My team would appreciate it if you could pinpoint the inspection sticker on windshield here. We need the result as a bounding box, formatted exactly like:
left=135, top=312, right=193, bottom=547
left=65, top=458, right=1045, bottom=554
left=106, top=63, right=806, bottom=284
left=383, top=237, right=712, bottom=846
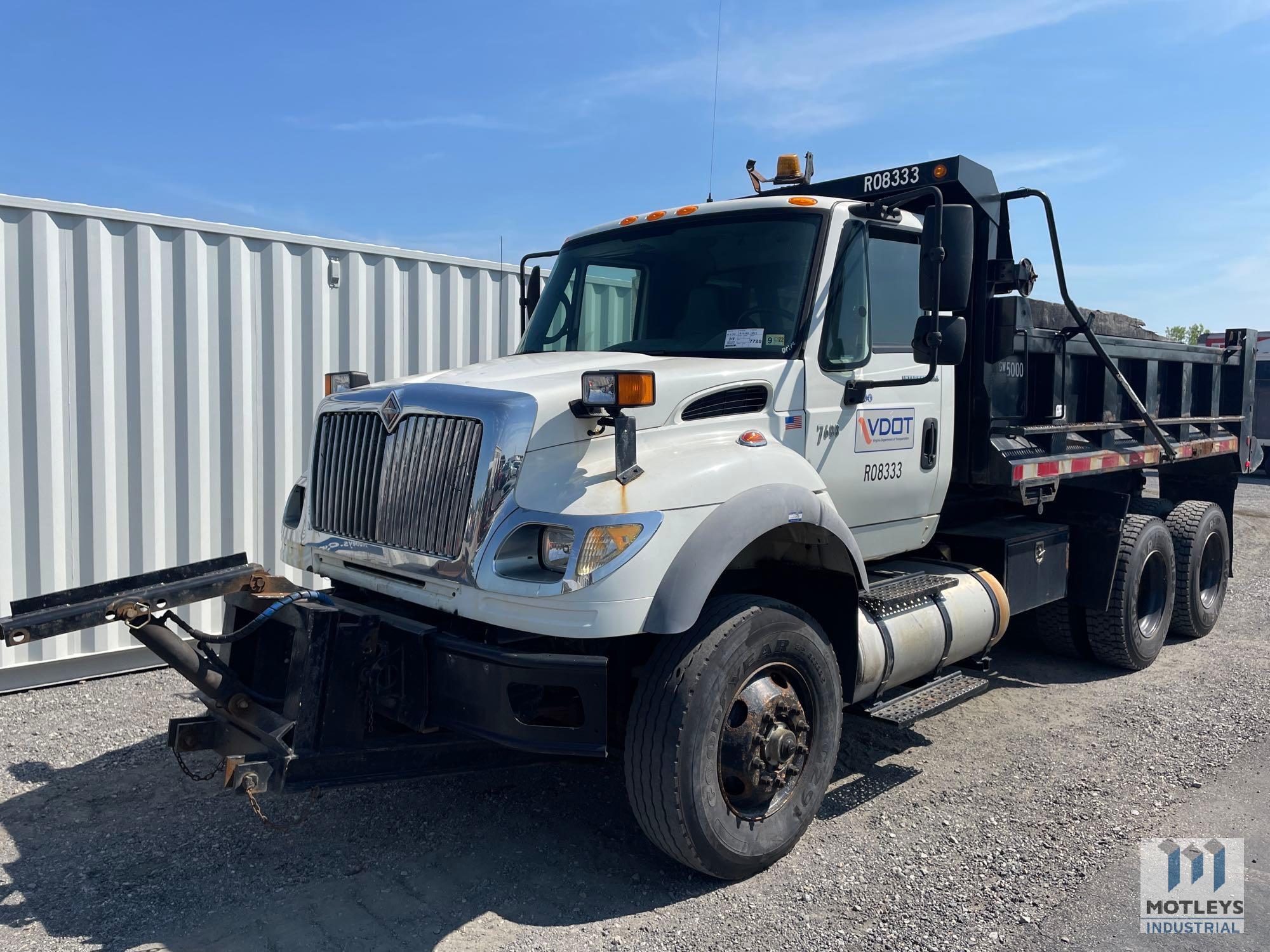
left=723, top=327, right=763, bottom=349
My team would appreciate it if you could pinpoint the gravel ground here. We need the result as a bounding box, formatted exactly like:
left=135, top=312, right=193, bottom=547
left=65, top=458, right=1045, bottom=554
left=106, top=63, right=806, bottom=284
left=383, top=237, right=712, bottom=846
left=0, top=479, right=1270, bottom=952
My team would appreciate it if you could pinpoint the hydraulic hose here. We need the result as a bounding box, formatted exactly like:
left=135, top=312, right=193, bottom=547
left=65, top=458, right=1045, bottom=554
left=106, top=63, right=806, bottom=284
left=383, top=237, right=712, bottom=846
left=164, top=589, right=335, bottom=645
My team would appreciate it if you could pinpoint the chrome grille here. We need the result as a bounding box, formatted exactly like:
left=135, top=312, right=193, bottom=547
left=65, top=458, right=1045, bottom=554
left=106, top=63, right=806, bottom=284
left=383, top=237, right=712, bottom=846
left=312, top=411, right=481, bottom=559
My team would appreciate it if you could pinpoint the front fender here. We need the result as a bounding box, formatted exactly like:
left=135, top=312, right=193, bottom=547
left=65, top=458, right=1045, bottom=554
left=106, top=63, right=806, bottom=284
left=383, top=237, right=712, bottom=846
left=644, top=484, right=869, bottom=635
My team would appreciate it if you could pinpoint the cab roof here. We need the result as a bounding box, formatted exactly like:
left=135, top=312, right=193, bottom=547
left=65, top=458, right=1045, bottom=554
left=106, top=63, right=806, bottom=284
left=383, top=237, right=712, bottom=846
left=565, top=192, right=921, bottom=245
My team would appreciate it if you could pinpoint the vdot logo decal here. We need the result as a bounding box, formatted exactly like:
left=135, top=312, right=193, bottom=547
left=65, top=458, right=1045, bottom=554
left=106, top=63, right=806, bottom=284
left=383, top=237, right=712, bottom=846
left=1138, top=836, right=1243, bottom=935
left=856, top=406, right=916, bottom=453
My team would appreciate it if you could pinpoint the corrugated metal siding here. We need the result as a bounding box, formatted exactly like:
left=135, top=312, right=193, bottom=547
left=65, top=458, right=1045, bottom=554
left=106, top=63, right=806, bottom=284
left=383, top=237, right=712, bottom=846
left=0, top=195, right=519, bottom=691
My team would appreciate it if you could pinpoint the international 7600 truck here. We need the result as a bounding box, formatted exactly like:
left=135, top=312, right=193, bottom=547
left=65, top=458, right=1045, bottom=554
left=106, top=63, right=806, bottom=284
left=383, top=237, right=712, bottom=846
left=0, top=156, right=1261, bottom=878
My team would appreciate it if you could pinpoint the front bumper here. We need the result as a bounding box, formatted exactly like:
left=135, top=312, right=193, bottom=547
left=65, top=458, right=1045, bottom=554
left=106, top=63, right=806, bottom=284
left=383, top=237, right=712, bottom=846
left=196, top=593, right=608, bottom=791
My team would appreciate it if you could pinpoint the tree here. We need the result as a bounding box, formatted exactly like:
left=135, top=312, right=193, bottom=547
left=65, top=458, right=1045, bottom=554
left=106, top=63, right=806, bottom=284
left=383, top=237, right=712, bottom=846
left=1165, top=324, right=1208, bottom=344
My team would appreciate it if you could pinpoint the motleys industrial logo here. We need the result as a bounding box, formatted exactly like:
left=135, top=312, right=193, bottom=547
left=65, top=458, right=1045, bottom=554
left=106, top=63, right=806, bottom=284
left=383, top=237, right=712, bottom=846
left=856, top=406, right=917, bottom=453
left=1138, top=836, right=1243, bottom=935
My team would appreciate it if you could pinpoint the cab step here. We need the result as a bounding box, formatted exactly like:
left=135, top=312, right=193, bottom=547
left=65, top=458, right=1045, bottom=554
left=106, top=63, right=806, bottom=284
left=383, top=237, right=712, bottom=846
left=864, top=671, right=991, bottom=727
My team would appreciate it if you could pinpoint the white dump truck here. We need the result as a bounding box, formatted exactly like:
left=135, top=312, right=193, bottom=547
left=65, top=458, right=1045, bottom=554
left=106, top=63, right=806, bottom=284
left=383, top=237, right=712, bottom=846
left=0, top=156, right=1260, bottom=878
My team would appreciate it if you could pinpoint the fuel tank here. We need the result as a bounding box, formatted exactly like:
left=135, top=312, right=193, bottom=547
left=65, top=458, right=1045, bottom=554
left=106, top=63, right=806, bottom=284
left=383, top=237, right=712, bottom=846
left=852, top=559, right=1010, bottom=702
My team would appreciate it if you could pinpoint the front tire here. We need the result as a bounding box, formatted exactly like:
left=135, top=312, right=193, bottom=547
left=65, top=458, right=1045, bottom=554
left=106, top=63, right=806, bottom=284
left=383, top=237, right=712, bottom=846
left=625, top=595, right=842, bottom=880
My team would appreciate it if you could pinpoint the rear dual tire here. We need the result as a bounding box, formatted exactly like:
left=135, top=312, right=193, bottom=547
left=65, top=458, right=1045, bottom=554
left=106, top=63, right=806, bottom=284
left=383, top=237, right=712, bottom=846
left=1085, top=514, right=1176, bottom=670
left=1165, top=499, right=1231, bottom=638
left=625, top=595, right=842, bottom=880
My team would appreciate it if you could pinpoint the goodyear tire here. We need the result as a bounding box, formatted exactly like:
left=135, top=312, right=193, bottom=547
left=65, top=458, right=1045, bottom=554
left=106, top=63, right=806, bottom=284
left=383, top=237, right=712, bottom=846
left=1036, top=598, right=1093, bottom=658
left=625, top=595, right=842, bottom=880
left=1165, top=499, right=1231, bottom=638
left=1085, top=514, right=1175, bottom=670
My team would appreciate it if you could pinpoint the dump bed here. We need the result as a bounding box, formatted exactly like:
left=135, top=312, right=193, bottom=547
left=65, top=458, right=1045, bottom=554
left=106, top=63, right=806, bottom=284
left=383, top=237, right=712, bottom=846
left=959, top=319, right=1259, bottom=499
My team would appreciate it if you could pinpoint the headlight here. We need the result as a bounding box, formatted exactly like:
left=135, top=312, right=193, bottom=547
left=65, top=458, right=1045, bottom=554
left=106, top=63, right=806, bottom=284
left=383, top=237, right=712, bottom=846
left=538, top=526, right=573, bottom=572
left=570, top=523, right=644, bottom=581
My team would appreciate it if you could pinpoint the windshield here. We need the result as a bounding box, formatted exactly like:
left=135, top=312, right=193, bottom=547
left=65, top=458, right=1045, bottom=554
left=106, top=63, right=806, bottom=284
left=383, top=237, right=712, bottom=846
left=521, top=211, right=820, bottom=357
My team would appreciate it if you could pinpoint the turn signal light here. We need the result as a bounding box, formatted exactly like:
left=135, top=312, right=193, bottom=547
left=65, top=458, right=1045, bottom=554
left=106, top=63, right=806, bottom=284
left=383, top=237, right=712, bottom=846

> _Instruction_
Scale the stretch from the line containing "My team would appreciate it if you could pinpoint the fuel" through the line containing "left=852, top=559, right=1010, bottom=702", both ends included, and output only those lines. Keep the requests and their format samples unchanged, multiply each bounding-box coordinate in the answers by 1.2, and round to whole numbers with halves rounded up.

> _Output below_
My team would appreciate it if you could pinpoint the fuel tank here. We need the result as a bounding box, formatted exactly like:
left=135, top=312, right=193, bottom=547
left=65, top=458, right=1045, bottom=554
left=106, top=63, right=806, bottom=284
left=383, top=237, right=712, bottom=846
left=1022, top=671, right=1212, bottom=842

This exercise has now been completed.